### GOAL
Repeat every entry word for word, but leave the images out of your copy.

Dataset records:

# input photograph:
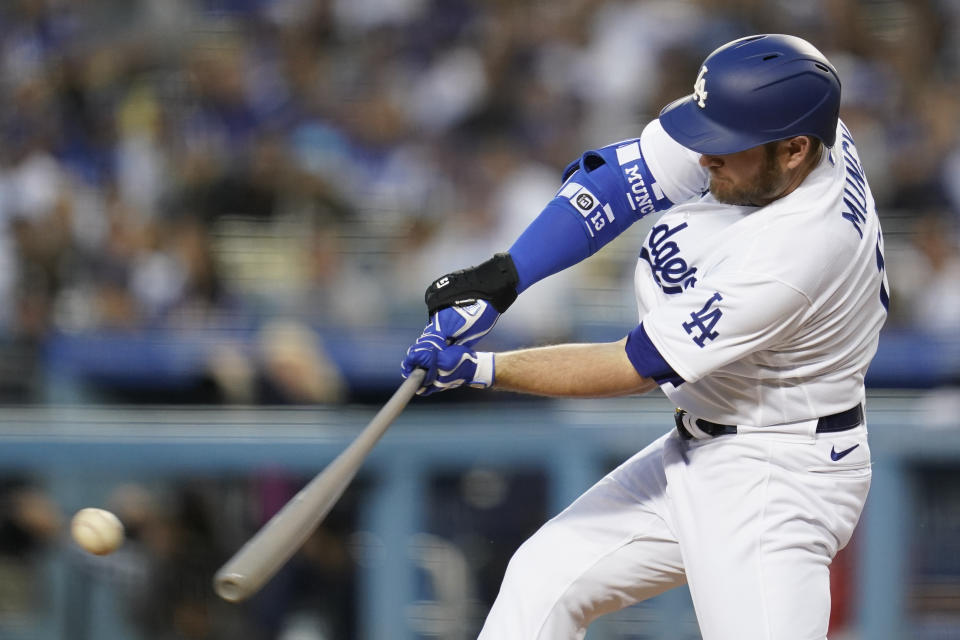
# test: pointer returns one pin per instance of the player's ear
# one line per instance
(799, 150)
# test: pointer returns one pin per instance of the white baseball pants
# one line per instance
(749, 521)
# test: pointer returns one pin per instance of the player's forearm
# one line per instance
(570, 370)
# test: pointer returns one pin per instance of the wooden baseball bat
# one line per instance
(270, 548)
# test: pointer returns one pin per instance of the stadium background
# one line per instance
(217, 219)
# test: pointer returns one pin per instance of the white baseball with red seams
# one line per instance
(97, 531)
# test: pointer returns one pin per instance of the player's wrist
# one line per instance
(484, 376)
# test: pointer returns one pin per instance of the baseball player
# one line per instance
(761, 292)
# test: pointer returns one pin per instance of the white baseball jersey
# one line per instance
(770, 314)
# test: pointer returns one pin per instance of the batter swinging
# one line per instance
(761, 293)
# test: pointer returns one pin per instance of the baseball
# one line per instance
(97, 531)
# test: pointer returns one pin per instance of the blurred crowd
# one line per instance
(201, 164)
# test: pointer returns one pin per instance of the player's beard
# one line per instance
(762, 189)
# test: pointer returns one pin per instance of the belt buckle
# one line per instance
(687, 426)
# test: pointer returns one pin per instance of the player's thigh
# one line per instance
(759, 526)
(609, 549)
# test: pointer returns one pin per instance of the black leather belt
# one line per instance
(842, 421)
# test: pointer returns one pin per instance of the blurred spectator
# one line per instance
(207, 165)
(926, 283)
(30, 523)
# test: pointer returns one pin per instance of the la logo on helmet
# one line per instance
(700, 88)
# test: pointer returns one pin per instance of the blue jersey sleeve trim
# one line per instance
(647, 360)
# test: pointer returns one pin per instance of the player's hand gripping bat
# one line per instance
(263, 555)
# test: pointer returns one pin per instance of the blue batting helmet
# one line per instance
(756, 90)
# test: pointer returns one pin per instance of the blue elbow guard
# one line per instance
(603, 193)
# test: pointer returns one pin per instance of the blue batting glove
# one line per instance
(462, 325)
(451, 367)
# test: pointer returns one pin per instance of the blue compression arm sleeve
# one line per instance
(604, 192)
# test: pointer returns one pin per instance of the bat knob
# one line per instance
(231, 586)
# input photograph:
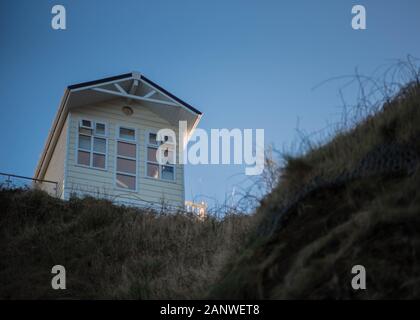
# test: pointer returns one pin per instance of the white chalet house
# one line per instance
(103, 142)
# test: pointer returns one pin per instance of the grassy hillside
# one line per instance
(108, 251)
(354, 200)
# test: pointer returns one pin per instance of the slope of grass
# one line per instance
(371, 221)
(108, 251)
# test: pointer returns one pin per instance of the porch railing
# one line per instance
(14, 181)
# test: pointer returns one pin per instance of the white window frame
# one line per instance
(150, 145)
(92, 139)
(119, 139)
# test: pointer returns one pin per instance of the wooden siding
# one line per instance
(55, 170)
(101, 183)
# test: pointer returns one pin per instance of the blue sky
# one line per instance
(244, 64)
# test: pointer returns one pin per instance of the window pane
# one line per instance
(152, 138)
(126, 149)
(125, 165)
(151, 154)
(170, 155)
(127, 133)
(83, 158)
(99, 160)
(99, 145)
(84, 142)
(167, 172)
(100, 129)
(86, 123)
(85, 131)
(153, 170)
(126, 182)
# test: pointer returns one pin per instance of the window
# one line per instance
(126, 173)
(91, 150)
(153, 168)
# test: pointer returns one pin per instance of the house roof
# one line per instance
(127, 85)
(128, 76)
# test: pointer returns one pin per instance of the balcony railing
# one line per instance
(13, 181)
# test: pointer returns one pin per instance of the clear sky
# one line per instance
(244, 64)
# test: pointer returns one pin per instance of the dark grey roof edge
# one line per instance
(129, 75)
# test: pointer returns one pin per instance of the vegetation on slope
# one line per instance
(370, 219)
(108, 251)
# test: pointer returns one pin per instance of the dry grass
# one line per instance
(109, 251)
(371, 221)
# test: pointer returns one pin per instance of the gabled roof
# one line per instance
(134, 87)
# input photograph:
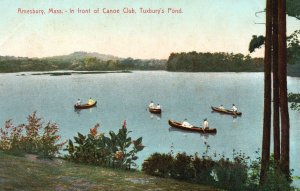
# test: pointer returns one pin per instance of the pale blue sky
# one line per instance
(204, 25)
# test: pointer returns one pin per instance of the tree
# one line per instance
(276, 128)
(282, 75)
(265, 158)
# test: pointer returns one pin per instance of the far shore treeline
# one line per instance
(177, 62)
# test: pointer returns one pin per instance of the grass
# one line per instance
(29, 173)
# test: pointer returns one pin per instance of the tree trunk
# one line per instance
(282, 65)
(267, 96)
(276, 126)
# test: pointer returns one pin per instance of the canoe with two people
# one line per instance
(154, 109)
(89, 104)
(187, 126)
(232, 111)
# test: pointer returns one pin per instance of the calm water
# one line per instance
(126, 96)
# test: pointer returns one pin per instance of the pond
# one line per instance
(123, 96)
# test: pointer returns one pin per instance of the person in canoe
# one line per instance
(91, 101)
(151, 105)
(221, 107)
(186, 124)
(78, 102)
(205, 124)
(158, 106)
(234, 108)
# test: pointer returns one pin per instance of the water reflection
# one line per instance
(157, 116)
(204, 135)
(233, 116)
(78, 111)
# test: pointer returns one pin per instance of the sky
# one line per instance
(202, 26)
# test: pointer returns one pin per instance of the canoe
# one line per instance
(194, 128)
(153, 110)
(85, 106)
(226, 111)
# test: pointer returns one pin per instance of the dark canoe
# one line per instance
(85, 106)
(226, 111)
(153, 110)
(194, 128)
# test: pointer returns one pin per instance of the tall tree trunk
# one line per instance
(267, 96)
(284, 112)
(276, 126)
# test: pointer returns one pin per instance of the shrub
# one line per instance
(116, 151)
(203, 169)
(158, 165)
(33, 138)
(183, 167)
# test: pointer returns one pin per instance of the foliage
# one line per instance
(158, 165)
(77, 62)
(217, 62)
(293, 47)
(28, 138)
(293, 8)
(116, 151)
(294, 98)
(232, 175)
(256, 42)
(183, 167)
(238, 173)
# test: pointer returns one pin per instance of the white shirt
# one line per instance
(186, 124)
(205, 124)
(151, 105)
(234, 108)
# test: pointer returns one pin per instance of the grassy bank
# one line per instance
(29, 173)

### CORRECT OUTPUT
# input photograph:
# test: pointer returns one pin per instance of the player's ear
# one line per instance
(799, 150)
# test: pointer returns one pin per instance of the white baseball pants
# one line per instance
(749, 521)
# test: pointer returns one pin per instance of the player's forearm
# one line per instance
(570, 370)
# test: pointer returns one pin per instance of the wooden baseball bat
# one line per instance
(270, 548)
# test: pointer returns one pin per instance of the stadium background
# one line per instance
(217, 219)
# test: pointer returns one pin per instance of the white baseball with red seams
# one line per instance
(97, 531)
# test: pointer returns one pin per instance of the player's wrist
# one line per instance
(484, 376)
# test: pointer returns one pin per instance of the baseball player
# one line per instance
(761, 292)
# test: pointer returns one pin per instance of the white baseball jersey
# one line per instance
(770, 314)
# test: pointer returns one pin per instance of the batter swinging
# one line per instance
(761, 293)
# test: pointer returns one pin per instance of the baseball
# one line per instance
(97, 531)
# test: pointer returns one pin per instance of the blurred crowd
# one line per instance
(201, 164)
# test: pointer returns one pin per instance of the player's beard
# one line per instance
(762, 189)
# test: pointer returns one pin per instance of the belt buckle
# one line per instance
(687, 426)
# test: pointer returns one pin per instance of the player's thigh
# one line per instance
(759, 526)
(609, 549)
# test: pointer returns one pin per instance of the black leather belt
# one line per instance
(842, 421)
# test: pointer returns one pin per instance of the blurred spectator
# one line per instance
(207, 165)
(926, 283)
(30, 523)
# test: pointer returns one pin per instance of the la logo on helmet
# one line per instance
(700, 88)
# test: pointer returns one pin per instance of the blue jersey sleeve trim
# one line per instance
(647, 360)
# test: pointer returns one pin per instance of the player's hand gripping bat
# one line per instance
(263, 555)
# test: pointer returns one pin per instance of the blue batting helmet
# one line per instance
(756, 90)
# test: pointer returns one pin per instance of the blue elbow guard
# one line per instance
(603, 193)
# test: pointer returns one pin per instance of the blue batting glove
# one line per instance
(462, 325)
(451, 367)
# test: pointer returns one pin per instance of the blue compression arm sleeve
# one line per instance
(604, 192)
# test: pointer returns one pin per instance of the bat knob
# one line per instance
(231, 586)
# input photograph:
# test: pointer returns one pin per instance of the white chalet house
# one line per instance
(103, 142)
# test: pointer returns one pin per instance of the grassy hillside
# one line per instance
(108, 251)
(354, 200)
# test: pointer returns one pin per instance of the slope of grass
# one line per instance
(371, 221)
(108, 251)
# test: pointer returns one pin per instance of the porch railing
# one line per instance
(14, 181)
# test: pointer returns one pin per instance of the white window frame
# one line per instance
(150, 145)
(92, 139)
(119, 139)
# test: pointer returns one pin per instance of the wooden siding
# one line per instance
(55, 170)
(101, 183)
# test: pointer returns one pin per instance of the blue sky
# one line per instance
(244, 64)
# test: pointer returns one pin per instance of the window pane
# one line per instance
(152, 138)
(126, 149)
(125, 165)
(151, 154)
(170, 155)
(127, 133)
(83, 158)
(99, 160)
(99, 145)
(84, 142)
(167, 172)
(100, 129)
(86, 123)
(85, 131)
(153, 170)
(126, 182)
# test: pointer returns one pin per instance of the window
# one line per instance
(126, 173)
(91, 150)
(153, 168)
# test: pointer returns one pin per instance of the house roof
# one line per instance
(127, 85)
(128, 76)
# test: pointer returns one pin per instance of the balcony railing
# one line per instance
(13, 181)
# test: pointer returns one pin per instance of the clear sky
# one line per instance
(244, 64)
# test: pointer returns one pin per instance of the dark grey roof edge
# one line per instance
(129, 75)
# test: pointer returns one pin per instance of the vegetation on slope
# one line per instance
(370, 219)
(108, 251)
# test: pointer returns one pin per instance of the dry grass
# one line per instance
(109, 251)
(371, 221)
# test: pointer returns one pin per instance of the gabled roof
# one line per instance
(134, 87)
# input photograph:
# test: pointer returns one pin per instance of the pale blue sky
# one line per instance
(204, 25)
# test: pointer returns one pin per instance of the tree
# one line per instance
(276, 128)
(282, 75)
(265, 158)
# test: pointer returns one pin per instance of the far shore treeline
# one line per instance
(177, 62)
# test: pointer returns one pin per instance of the grass
# one line per instance
(29, 173)
# test: pointer returns one pin per instance of the tree trunk
# one line per instance
(282, 65)
(267, 96)
(276, 126)
# test: pointer returns one pin per instance of the canoe with two people
# one line per instance
(154, 109)
(89, 104)
(187, 126)
(232, 111)
# test: pointer returns one pin per instance of the calm water
# one line per instance
(126, 96)
# test: pointer returns one pin per instance of the pond
# one line per instance
(123, 96)
# test: pointer returns one pin per instance of the person in canoe
# one line per instance
(91, 101)
(151, 105)
(221, 107)
(186, 124)
(78, 102)
(205, 124)
(158, 106)
(234, 108)
# test: pointer returns one pin per instance of the water reflection
# one line per instance
(157, 116)
(204, 135)
(233, 116)
(78, 111)
# test: pointer returns one pin per instance of the sky
# one line per instance
(202, 26)
# test: pointer returns one pin per instance of the canoe
# one line per instance
(194, 128)
(153, 110)
(85, 106)
(226, 111)
# test: pointer returns one pin per instance of the dark canoe
# one line per instance
(85, 106)
(226, 111)
(153, 110)
(194, 128)
# test: pointer returns one pin per instance of the tall tree trunk
# one line per instance
(267, 96)
(284, 112)
(276, 126)
# test: pointer returns one pin per instance of the shrub
# one line per instance
(116, 151)
(203, 169)
(158, 165)
(33, 138)
(183, 167)
# test: pointer returns one pin per instance of the foliage
# one line per instance
(158, 165)
(77, 62)
(217, 62)
(293, 47)
(28, 138)
(293, 8)
(116, 151)
(294, 98)
(232, 175)
(256, 42)
(183, 167)
(238, 173)
# test: pointer returns one pin per instance of the white shirt
# one line per instance
(186, 124)
(205, 124)
(151, 105)
(234, 108)
# test: pointer returns one pin per instance of the grassy bank
# one line per instance
(29, 173)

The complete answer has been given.